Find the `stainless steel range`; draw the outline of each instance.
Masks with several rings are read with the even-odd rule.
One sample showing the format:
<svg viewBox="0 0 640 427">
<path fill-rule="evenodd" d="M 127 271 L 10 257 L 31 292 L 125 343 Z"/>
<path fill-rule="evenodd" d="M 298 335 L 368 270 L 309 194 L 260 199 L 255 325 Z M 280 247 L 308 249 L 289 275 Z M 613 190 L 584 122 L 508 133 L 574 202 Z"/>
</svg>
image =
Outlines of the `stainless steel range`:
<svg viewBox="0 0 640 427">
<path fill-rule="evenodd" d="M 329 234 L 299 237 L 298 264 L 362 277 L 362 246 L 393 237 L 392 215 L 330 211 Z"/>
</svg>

|---|

— WHAT YOU NEED TO DO —
After reading the data, retype all of it exactly as it reads.

— OUTPUT BELOW —
Find the `stainless steel range`; draw the outline of each instance.
Masks with several rings are read with the even-odd rule.
One sample showing the format:
<svg viewBox="0 0 640 427">
<path fill-rule="evenodd" d="M 127 271 L 10 257 L 31 292 L 125 343 Z"/>
<path fill-rule="evenodd" d="M 298 335 L 368 270 L 309 194 L 260 199 L 255 325 Z M 280 247 L 308 249 L 289 275 Z M 613 190 L 584 122 L 508 133 L 574 202 Z"/>
</svg>
image =
Outlines of the `stainless steel range`:
<svg viewBox="0 0 640 427">
<path fill-rule="evenodd" d="M 329 234 L 299 237 L 298 264 L 362 277 L 362 246 L 393 237 L 392 215 L 330 211 Z"/>
</svg>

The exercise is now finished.